Sayfa Alıntısı:
☆ ☆ ☆
İlk Bakış - Redfall Oynadık

Amerikan taşrasında kan festivali

Oyuncular olarak 4 kişilik co-op oyun duyurularından biraz baydık ama, uzun yıllar önce GTA Online’ın soygun görevlerine elimi sürdüğüm o güzide bahar gününden beri kendi adıma bunlara pozitif yaklaşıyorum. Bir gün GTA ile aynı derecede iyi düşünülmüş, sağlam prodüksiyon kalitesine sahip bir co-op tecrübesi gelir ve tükürdüğümüzü yalatır umuduyla “çıksın da bir hele” cümlesi dökülüyor dudaklarımdan. E en sevdiğim oyun stüdyolarından biri olan Arkane de bu tür bir oyun duyurduğunda, üzerine bir de işin içine en sevdiğimiz yaratıklar olan vampirleri kattığında heyecanlanmamam elde değil. Bu heyecanı korudum, Bethesda Türkiye oyunu bizi oyunu önden denemeye çağırdığında da koşa koşa gittim ve 1.5 saat kadar vampir kazıkladım.
☆ ☆ ☆
Veri Kümesi Kesiti:
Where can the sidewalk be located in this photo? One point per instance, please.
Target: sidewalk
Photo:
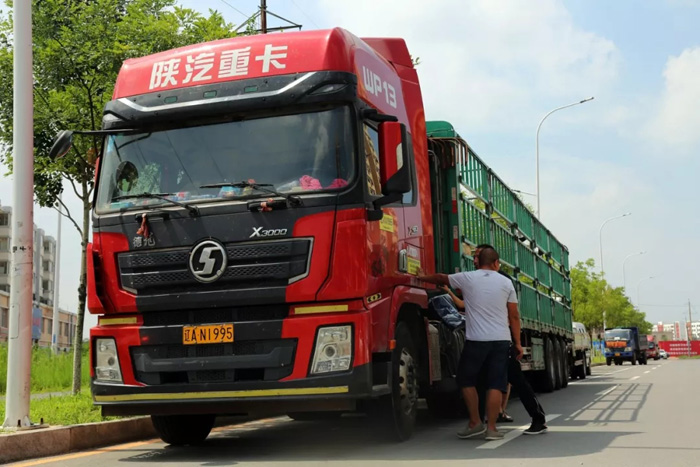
☆ ☆ ☆
Ne İsteniyor:
Redfall ilk bakış yazısına dayanarak aşağıdaki soruları yanıtlayın ve cevapları sorularla aynı biçimde numaralandırın.
1. Yazar uzun yıllar önce hangi oyunun soygun görevlerini oynamıştır?
2. Yazarın en sevdiği oyun stüdyolarından biri olarak andığı stüdyo hangisidir?
3. Yazar oyunu önden denerken yaklaşık ne kadar süre vampir kazıklamıştır?

Sorunun Çözümü:
1. GTA Online
2. Arkane
3. 1.5 saat kadar